## [What the task asks]
All of the entries below, duplicated exactly, make up the answer.
──────── Material for this task
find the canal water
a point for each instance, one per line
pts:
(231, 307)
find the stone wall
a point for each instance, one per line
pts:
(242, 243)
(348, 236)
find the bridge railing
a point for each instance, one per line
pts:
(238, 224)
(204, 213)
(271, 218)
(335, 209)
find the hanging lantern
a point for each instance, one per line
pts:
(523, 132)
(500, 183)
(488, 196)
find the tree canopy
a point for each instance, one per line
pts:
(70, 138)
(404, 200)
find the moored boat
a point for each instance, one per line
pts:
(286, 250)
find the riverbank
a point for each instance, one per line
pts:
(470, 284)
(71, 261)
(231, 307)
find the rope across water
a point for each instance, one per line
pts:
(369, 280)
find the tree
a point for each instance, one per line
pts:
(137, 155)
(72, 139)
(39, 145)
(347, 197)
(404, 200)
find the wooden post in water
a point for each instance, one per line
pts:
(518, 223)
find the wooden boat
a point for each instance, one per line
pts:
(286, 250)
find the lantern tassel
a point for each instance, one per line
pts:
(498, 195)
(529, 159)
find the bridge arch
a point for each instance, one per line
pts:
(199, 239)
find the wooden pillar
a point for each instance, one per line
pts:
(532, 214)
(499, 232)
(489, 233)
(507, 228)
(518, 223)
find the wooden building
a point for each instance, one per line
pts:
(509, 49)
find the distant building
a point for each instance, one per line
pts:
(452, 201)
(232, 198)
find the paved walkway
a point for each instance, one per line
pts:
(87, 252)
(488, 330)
────────────────
## [Solution]
find the canal water
a point for each instance, one per line
pts:
(231, 307)
find the stone wall
a point for each instance, one per line
pts:
(242, 243)
(348, 236)
find the bridge railing
a point for each instance, one per line
pts:
(238, 224)
(204, 213)
(271, 218)
(335, 209)
find the hanging lantern
a point for each instance, one per line
pts:
(523, 132)
(500, 183)
(488, 196)
find the tree canopy
a point for each instance, one per line
pts:
(70, 138)
(404, 200)
find the moored boat
a point for each instance, one per line
pts:
(286, 250)
find the riverbank
a point for each instance, one per line
pts:
(470, 284)
(71, 261)
(231, 307)
find the rope across water
a point for each instance, one per line
pts:
(369, 280)
find the tree
a point for each instance, one per line
pts:
(137, 155)
(72, 139)
(39, 145)
(347, 197)
(404, 200)
find the wooden post in water
a point for each instance, one per line
pts:
(518, 223)
find the wooden boat
a point for each instance, one per line
pts:
(286, 250)
find the lantern tassel
a point for each instance, one per line
pts:
(498, 195)
(529, 159)
find the bridge arch
a point for each instance, one per line
pts:
(199, 239)
find the wooden pillar
a point for each instance, one per line
pts:
(532, 214)
(499, 232)
(489, 233)
(507, 228)
(518, 223)
find the wooden building
a point for each instance, one per line
pts:
(509, 49)
find the distant building
a point for each instance, one per line
pts:
(452, 201)
(232, 198)
find the paved walkway
a point for each instance, one per line
pts:
(87, 252)
(488, 330)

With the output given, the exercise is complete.